Passage provided:
Dero's official position on ASICs

@azzi
Do you understand how centralisation works? It has nothing to do with holding or selling the mined coins (unless it is a PoS coin). Centralisation in PoW coins is about controlling a 51%+ stake of the node voting so you can systemically control which blocks are accepted by the network - ownership of coins is completely irrelevant other than an effect on price. Further, Bitmain is a proven bad player - are you aware of the inbuilt kill switches found on its miners last year - or that each unit ‘phones home’ so it can be tied to an IP address? How does that work with a privacy coin. What if China decides it wants to cripple the economy by forcing all the ASICs made by Bitmain to be remotely shut down? What of Bitmain wanted to launch an attack for its own purposes - killing everyone else’s machines would make that a whole lot easier … and those are just the headline failings of your argument. I could be here all night - and don’t get me started on Bitcoin’s security/privacy failings - I won’t go near it so buying Dero is not an option for me at least. You really need to do some more research. Its all out there … but basically you are talking complete bollocks re security of the network wrt ASICs. ASICs can /only/ play a role if and when it becomes a commodity item like a GPU - and even then there will be downsides.

Work to do:
**a)** Answer these questions using the forum post on ASICs above, each answer on its own line and marked to match:
(i) According to the post, what is centralisation in PoW coins about?
(ii) What two problems with Bitmain's miners does the post mention?
(iii) Under what condition does the post say ASICs can play a role?
**b)** Summarize the forum post on ASICs above in two sentences.
**c)** Render this sentence from the forum post on ASICs above in Spanish: "What if China decides it wants to cripple the economy by forcing all the ASICs made by Bitmain to be remotely shut down?"

Dataset records:
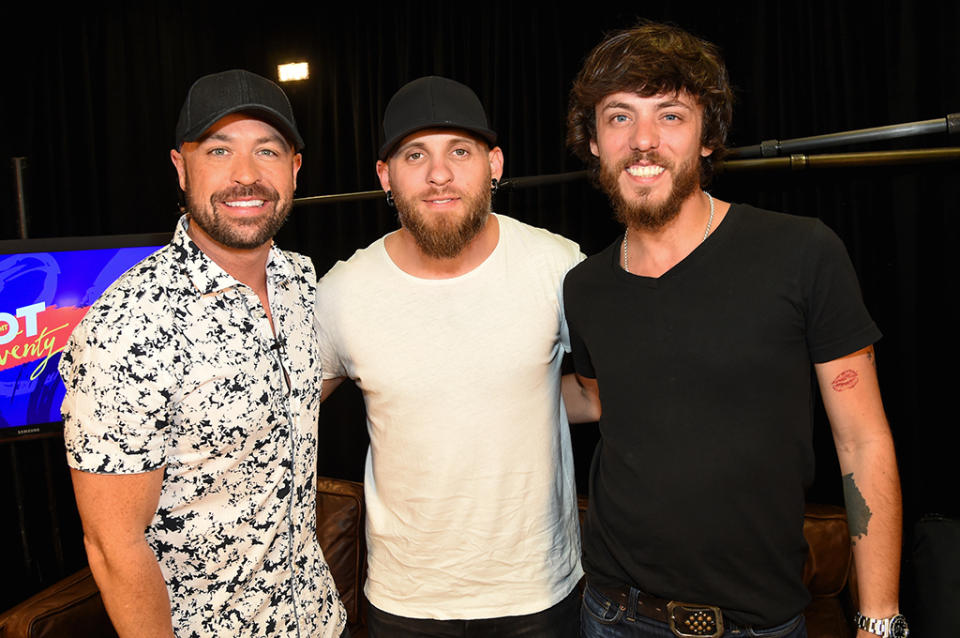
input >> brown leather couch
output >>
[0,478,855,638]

==

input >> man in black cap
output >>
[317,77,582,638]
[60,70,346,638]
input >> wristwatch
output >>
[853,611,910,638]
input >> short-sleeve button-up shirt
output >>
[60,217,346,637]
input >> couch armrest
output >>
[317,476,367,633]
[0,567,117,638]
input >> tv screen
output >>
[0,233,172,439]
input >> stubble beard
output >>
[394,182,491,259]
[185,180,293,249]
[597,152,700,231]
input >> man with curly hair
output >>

Responses to the exercise:
**a)**
(i) It is about controlling a 51%+ stake of the node voting so that one can systemically control which blocks the network accepts.
(ii) Inbuilt kill switches were found on its miners last year, and each unit "phones home" so it can be tied to an IP address.
(iii) Only if and when it becomes a commodity item like a GPU.

**b)** The post argues that centralisation in PoW coins concerns controlling a 51%+ stake of node voting, not holding or selling mined coins. It calls Bitmain a proven bad player because of kill switches found on its miners and units that phone home, and it says ASICs can play a role only if they become a commodity item like a GPU, and even then with downsides.

**c)** ¿Y si China decide que quiere paralizar la economía obligando a que todos los ASIC fabricados por Bitmain se apaguen de forma remota?